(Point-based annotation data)

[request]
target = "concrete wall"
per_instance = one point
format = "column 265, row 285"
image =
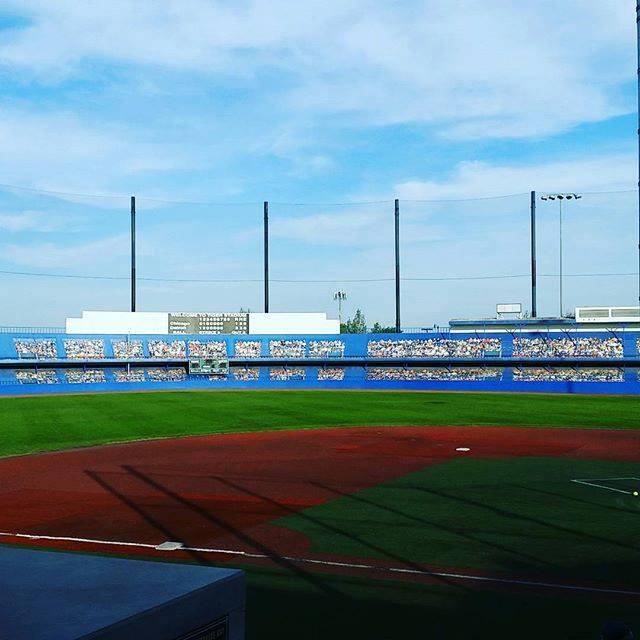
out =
column 292, row 323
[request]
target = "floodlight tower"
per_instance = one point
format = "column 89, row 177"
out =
column 340, row 297
column 560, row 197
column 638, row 73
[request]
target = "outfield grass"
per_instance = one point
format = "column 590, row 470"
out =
column 518, row 516
column 32, row 424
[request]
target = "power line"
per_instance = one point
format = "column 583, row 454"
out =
column 31, row 274
column 70, row 194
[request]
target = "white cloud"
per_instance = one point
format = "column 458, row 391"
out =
column 478, row 69
column 89, row 257
column 58, row 150
column 36, row 221
column 481, row 179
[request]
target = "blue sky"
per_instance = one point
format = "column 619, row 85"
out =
column 345, row 101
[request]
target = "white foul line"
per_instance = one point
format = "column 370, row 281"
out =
column 590, row 483
column 330, row 563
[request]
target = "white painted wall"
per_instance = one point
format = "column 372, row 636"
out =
column 95, row 322
column 297, row 323
column 119, row 322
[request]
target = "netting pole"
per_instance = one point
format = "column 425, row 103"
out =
column 266, row 257
column 133, row 253
column 638, row 75
column 397, row 254
column 534, row 311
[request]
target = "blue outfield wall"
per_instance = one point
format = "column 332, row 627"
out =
column 356, row 376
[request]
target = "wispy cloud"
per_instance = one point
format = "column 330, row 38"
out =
column 482, row 179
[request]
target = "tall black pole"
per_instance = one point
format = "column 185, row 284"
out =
column 133, row 253
column 397, row 239
column 638, row 73
column 266, row 257
column 534, row 310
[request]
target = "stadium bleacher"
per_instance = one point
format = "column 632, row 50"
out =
column 537, row 361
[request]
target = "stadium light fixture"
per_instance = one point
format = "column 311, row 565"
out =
column 560, row 197
column 340, row 297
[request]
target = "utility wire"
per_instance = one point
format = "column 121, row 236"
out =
column 31, row 274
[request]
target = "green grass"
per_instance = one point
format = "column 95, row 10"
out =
column 516, row 516
column 58, row 422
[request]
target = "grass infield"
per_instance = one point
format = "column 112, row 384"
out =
column 46, row 423
column 512, row 517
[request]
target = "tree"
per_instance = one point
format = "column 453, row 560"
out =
column 357, row 324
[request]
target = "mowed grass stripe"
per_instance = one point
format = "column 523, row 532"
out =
column 32, row 424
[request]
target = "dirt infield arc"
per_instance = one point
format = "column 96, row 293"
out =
column 224, row 492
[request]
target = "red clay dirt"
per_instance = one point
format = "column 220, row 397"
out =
column 224, row 491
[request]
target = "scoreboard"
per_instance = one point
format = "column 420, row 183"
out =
column 209, row 323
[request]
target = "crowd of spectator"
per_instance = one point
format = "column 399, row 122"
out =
column 542, row 374
column 79, row 376
column 248, row 349
column 208, row 349
column 433, row 348
column 453, row 373
column 567, row 347
column 127, row 349
column 282, row 373
column 39, row 376
column 130, row 375
column 39, row 348
column 326, row 348
column 83, row 349
column 331, row 373
column 162, row 349
column 246, row 373
column 172, row 374
column 287, row 348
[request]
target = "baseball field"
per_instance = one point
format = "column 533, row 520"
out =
column 354, row 514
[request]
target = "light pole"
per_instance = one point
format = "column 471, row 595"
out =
column 340, row 296
column 560, row 197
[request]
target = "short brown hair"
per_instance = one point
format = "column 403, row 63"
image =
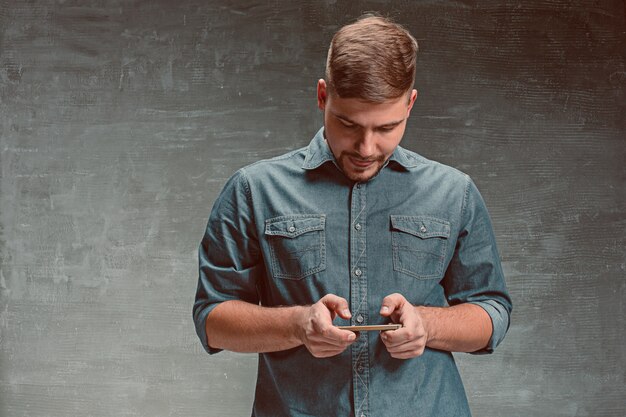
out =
column 372, row 59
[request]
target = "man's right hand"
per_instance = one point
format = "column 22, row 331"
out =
column 317, row 331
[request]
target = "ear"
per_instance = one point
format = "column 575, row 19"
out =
column 411, row 101
column 321, row 94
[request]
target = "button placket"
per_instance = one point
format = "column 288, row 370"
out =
column 358, row 297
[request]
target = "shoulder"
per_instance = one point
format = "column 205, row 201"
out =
column 433, row 170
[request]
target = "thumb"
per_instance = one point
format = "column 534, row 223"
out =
column 338, row 305
column 391, row 303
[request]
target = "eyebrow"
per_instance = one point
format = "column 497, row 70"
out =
column 347, row 119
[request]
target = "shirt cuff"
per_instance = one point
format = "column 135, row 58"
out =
column 200, row 321
column 500, row 323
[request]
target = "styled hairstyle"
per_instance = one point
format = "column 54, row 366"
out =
column 372, row 59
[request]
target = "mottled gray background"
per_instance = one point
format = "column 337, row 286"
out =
column 121, row 121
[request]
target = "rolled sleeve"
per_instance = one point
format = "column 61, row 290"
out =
column 474, row 274
column 228, row 256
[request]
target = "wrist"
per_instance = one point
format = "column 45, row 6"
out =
column 428, row 323
column 299, row 317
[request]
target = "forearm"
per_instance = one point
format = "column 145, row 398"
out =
column 243, row 327
column 461, row 328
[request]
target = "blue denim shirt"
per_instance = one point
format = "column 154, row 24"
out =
column 289, row 230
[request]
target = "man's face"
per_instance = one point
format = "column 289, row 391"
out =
column 363, row 135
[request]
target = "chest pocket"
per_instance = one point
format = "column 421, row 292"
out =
column 419, row 245
column 297, row 245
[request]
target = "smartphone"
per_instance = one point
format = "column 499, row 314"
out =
column 371, row 327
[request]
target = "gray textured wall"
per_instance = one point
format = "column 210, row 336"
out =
column 121, row 120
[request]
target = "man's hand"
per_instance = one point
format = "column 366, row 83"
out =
column 317, row 331
column 409, row 341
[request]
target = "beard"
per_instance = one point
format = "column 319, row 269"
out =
column 356, row 172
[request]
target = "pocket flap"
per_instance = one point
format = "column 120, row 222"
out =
column 292, row 226
column 421, row 226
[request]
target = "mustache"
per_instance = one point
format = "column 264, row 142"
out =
column 358, row 157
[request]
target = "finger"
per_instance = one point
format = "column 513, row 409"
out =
column 401, row 336
column 337, row 304
column 406, row 350
column 391, row 303
column 337, row 337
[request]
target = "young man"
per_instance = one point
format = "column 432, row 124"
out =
column 354, row 229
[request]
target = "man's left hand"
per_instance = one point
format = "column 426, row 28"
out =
column 409, row 341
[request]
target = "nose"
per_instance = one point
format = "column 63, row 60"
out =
column 366, row 146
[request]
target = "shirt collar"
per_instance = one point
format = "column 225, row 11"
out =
column 318, row 152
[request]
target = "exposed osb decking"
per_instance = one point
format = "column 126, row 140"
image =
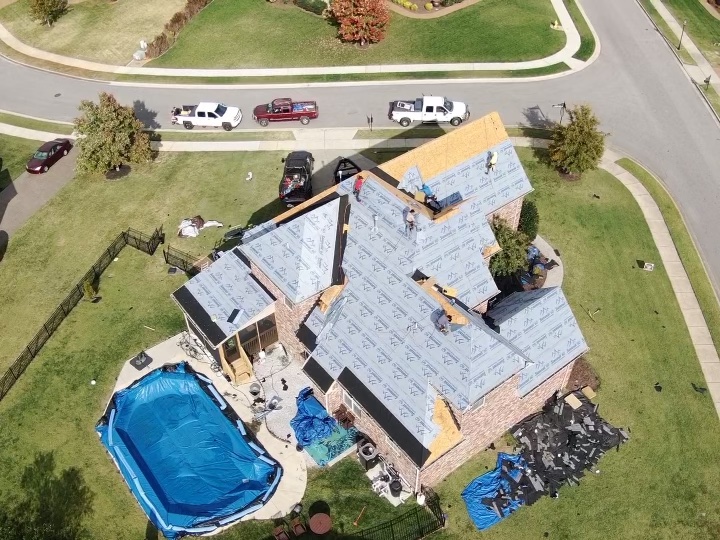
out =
column 443, row 153
column 449, row 434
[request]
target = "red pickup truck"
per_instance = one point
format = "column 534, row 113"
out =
column 283, row 109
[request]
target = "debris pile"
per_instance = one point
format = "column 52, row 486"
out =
column 565, row 439
column 558, row 445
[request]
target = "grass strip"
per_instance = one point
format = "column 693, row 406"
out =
column 684, row 244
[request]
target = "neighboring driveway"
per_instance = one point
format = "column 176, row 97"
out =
column 28, row 193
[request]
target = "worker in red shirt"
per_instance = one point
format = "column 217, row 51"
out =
column 357, row 186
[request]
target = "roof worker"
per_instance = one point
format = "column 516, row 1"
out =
column 357, row 186
column 443, row 322
column 491, row 162
column 410, row 221
column 431, row 198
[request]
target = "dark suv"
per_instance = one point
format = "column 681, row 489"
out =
column 296, row 183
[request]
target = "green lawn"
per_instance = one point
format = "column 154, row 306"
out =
column 14, row 154
column 666, row 32
column 660, row 485
column 587, row 40
column 97, row 30
column 227, row 33
column 703, row 28
column 684, row 244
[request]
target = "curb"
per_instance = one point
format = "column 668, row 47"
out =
column 571, row 32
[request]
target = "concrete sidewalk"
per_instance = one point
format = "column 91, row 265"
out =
column 571, row 47
column 689, row 307
column 27, row 202
column 703, row 69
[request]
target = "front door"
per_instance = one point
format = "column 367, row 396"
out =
column 230, row 350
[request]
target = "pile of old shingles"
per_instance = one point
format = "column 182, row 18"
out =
column 558, row 445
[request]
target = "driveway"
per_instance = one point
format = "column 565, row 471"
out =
column 28, row 193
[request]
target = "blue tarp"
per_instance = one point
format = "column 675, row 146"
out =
column 487, row 486
column 312, row 422
column 185, row 454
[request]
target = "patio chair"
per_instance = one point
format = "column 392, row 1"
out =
column 298, row 527
column 280, row 533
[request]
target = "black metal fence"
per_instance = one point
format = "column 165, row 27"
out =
column 412, row 525
column 130, row 237
column 182, row 260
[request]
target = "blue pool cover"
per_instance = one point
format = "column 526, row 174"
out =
column 185, row 454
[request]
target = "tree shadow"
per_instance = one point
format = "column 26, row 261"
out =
column 51, row 502
column 145, row 115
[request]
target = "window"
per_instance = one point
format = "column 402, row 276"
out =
column 351, row 404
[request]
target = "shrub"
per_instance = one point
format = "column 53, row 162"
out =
column 362, row 21
column 529, row 219
column 513, row 255
column 47, row 11
column 317, row 7
column 158, row 46
column 578, row 146
column 176, row 23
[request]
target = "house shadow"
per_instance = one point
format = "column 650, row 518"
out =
column 145, row 115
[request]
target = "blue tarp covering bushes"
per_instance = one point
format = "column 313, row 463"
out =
column 312, row 422
column 483, row 492
column 185, row 454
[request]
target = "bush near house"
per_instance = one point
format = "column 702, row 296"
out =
column 529, row 219
column 317, row 7
column 163, row 41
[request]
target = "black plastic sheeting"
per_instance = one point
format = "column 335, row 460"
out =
column 559, row 444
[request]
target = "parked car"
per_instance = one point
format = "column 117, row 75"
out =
column 345, row 169
column 428, row 109
column 206, row 114
column 296, row 183
column 47, row 155
column 283, row 109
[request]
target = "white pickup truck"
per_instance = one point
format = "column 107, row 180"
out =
column 428, row 109
column 206, row 114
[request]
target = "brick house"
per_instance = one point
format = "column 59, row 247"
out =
column 357, row 293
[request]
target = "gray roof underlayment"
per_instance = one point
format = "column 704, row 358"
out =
column 382, row 328
column 450, row 250
column 298, row 256
column 211, row 296
column 541, row 324
column 471, row 178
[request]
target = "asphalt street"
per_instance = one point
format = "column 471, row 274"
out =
column 638, row 89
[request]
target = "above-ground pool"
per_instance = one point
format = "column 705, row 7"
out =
column 185, row 454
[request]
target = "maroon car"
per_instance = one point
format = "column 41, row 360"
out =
column 47, row 155
column 283, row 109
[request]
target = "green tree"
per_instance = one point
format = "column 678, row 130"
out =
column 47, row 11
column 579, row 145
column 53, row 506
column 529, row 219
column 109, row 135
column 513, row 254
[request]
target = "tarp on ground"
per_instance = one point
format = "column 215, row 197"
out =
column 185, row 454
column 312, row 422
column 486, row 487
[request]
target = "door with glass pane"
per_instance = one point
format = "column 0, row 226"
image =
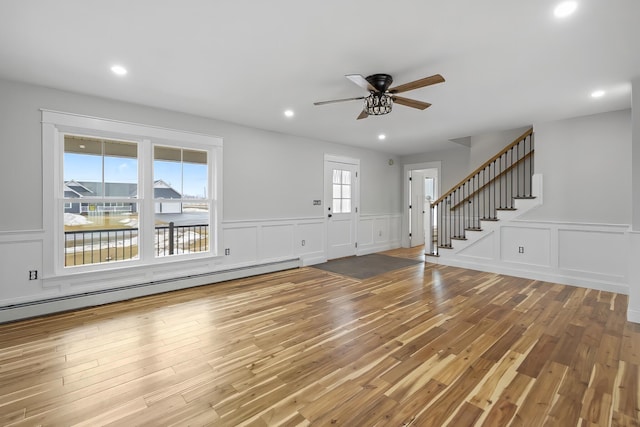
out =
column 341, row 208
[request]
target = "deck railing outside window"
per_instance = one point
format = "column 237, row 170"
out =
column 98, row 246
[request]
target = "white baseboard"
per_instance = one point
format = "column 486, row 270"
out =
column 71, row 302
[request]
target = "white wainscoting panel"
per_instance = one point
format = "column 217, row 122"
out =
column 19, row 253
column 587, row 252
column 579, row 254
column 263, row 241
column 276, row 241
column 378, row 233
column 480, row 248
column 242, row 244
column 525, row 245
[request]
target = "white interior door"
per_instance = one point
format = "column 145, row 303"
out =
column 417, row 208
column 341, row 207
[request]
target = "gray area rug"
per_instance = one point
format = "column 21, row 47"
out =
column 366, row 266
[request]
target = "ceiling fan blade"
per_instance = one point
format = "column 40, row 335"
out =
column 410, row 102
column 361, row 81
column 338, row 100
column 427, row 81
column 363, row 115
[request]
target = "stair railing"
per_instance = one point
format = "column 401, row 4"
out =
column 490, row 188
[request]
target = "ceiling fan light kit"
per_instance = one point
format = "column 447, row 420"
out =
column 381, row 97
column 377, row 104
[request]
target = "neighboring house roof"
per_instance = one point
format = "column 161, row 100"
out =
column 162, row 190
column 78, row 188
column 75, row 189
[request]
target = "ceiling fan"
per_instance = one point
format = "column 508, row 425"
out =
column 381, row 97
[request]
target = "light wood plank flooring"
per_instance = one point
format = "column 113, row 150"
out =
column 426, row 345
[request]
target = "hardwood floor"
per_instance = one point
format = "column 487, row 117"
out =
column 426, row 345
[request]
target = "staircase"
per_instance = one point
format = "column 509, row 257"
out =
column 495, row 190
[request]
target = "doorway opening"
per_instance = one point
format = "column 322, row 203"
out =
column 422, row 187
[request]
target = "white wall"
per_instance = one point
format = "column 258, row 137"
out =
column 269, row 183
column 483, row 147
column 577, row 231
column 454, row 163
column 586, row 165
column 266, row 174
column 634, row 235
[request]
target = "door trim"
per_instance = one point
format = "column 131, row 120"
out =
column 349, row 161
column 404, row 238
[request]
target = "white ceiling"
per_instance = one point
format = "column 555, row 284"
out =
column 507, row 63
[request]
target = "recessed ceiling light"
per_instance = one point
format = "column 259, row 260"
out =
column 565, row 9
column 119, row 70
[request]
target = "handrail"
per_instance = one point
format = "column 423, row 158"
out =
column 484, row 165
column 500, row 175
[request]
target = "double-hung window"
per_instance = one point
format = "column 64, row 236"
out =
column 119, row 194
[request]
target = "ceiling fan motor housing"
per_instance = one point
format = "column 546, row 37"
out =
column 381, row 82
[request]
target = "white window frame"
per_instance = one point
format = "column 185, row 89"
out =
column 57, row 124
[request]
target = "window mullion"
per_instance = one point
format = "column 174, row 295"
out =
column 146, row 201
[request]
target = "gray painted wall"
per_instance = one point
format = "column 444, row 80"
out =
column 585, row 163
column 267, row 175
column 454, row 167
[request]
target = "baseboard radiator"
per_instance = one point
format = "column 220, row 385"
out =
column 36, row 308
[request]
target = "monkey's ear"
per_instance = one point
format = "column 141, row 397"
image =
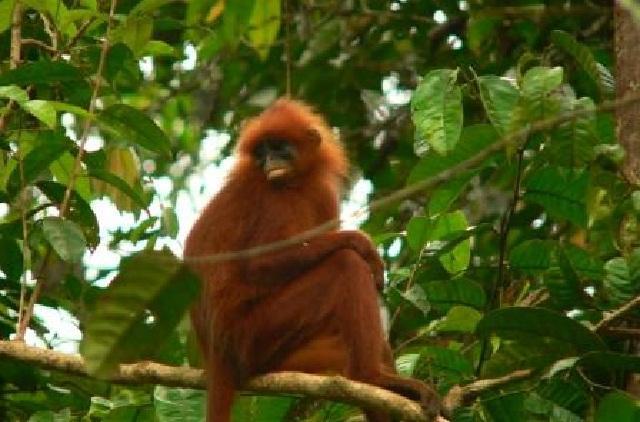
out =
column 314, row 137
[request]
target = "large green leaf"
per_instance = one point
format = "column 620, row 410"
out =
column 456, row 260
column 264, row 25
column 436, row 110
column 131, row 125
column 499, row 98
column 137, row 311
column 49, row 146
column 619, row 407
column 474, row 139
column 65, row 238
column 460, row 319
column 531, row 255
column 572, row 142
column 119, row 184
column 443, row 363
column 459, row 291
column 517, row 322
column 583, row 56
column 561, row 192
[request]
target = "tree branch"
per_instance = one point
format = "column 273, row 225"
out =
column 322, row 387
column 616, row 314
column 512, row 138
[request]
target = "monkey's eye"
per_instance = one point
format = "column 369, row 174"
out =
column 274, row 148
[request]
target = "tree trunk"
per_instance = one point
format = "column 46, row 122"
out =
column 627, row 55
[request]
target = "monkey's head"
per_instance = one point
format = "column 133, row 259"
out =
column 288, row 142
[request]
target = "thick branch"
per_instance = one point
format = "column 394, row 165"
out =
column 616, row 314
column 322, row 387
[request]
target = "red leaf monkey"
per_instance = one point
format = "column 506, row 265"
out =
column 311, row 307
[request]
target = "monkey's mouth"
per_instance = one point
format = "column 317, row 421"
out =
column 278, row 173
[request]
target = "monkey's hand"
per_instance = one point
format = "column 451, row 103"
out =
column 362, row 244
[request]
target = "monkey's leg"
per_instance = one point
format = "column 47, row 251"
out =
column 220, row 390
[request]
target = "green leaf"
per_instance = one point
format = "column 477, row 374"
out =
column 445, row 363
column 418, row 232
column 610, row 361
column 145, row 302
column 458, row 291
column 619, row 286
column 65, row 238
column 572, row 142
column 583, row 263
column 561, row 192
column 14, row 93
column 169, row 223
column 540, row 81
column 506, row 407
column 442, row 198
column 526, row 352
column 264, row 26
column 531, row 255
column 235, row 20
column 132, row 125
column 62, row 169
column 136, row 32
column 41, row 73
column 475, row 138
column 11, row 262
column 417, row 297
column 79, row 209
column 6, row 11
column 436, row 110
column 179, row 404
column 119, row 184
column 499, row 98
column 517, row 322
column 460, row 319
column 43, row 111
column 157, row 48
column 619, row 407
column 262, row 409
column 49, row 147
column 457, row 260
column 582, row 55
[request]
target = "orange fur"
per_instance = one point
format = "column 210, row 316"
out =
column 310, row 307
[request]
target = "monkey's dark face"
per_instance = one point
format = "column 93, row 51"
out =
column 276, row 158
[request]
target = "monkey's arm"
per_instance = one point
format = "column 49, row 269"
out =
column 288, row 263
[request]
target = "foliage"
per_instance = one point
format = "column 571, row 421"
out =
column 478, row 285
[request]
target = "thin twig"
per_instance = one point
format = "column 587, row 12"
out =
column 64, row 207
column 40, row 44
column 14, row 62
column 287, row 46
column 616, row 314
column 499, row 284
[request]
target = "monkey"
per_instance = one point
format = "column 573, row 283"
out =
column 310, row 307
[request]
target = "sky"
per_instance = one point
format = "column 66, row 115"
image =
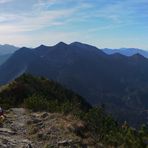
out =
column 103, row 23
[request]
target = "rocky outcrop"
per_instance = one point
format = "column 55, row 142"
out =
column 26, row 129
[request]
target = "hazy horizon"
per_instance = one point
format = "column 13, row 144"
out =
column 102, row 23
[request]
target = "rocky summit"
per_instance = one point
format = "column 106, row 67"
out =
column 25, row 129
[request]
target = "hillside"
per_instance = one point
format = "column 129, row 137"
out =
column 117, row 81
column 42, row 130
column 53, row 116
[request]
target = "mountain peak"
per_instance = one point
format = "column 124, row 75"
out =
column 61, row 44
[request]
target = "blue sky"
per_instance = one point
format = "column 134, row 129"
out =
column 104, row 23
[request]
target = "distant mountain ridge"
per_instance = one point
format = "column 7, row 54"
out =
column 7, row 49
column 126, row 51
column 118, row 81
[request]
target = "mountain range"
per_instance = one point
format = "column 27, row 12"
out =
column 118, row 81
column 126, row 51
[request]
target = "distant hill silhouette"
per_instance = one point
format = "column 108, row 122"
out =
column 7, row 49
column 126, row 51
column 118, row 81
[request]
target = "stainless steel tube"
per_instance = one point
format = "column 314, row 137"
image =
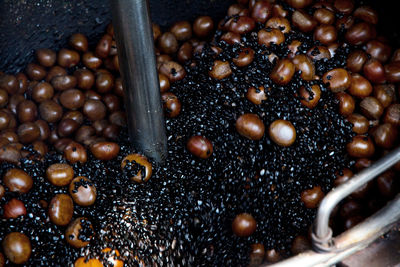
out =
column 134, row 38
column 351, row 241
column 323, row 233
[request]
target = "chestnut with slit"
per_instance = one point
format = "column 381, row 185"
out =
column 361, row 147
column 346, row 103
column 141, row 165
column 250, row 126
column 256, row 95
column 61, row 209
column 310, row 97
column 337, row 79
column 282, row 133
column 244, row 225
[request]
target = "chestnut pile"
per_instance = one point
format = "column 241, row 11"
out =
column 266, row 111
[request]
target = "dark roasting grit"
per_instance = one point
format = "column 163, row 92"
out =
column 183, row 214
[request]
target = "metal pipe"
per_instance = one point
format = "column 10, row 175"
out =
column 351, row 241
column 322, row 232
column 134, row 38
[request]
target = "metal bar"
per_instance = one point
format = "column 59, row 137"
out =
column 351, row 241
column 322, row 233
column 133, row 35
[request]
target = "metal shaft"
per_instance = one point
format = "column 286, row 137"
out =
column 133, row 35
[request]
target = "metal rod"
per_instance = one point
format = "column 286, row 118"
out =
column 323, row 234
column 351, row 241
column 133, row 35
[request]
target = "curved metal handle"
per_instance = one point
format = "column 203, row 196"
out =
column 322, row 236
column 351, row 241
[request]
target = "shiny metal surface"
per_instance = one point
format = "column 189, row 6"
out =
column 322, row 236
column 133, row 34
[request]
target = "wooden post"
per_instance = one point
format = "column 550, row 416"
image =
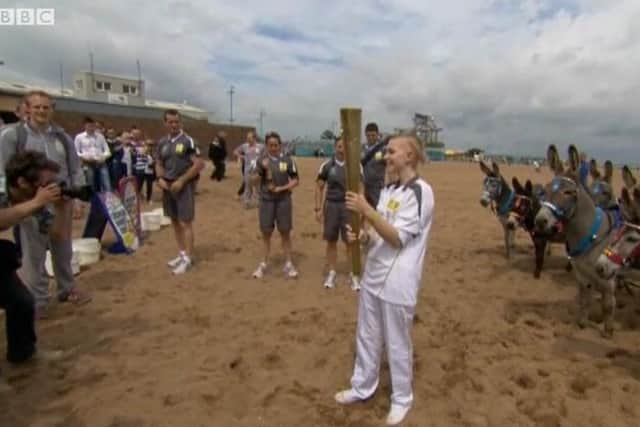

■ Instructions for the task:
Please pick out every line in the entries that contains the word "distant" and copy each one.

■ Expected answer:
target = "distant mountain ridge"
target = "distant hill silhouette"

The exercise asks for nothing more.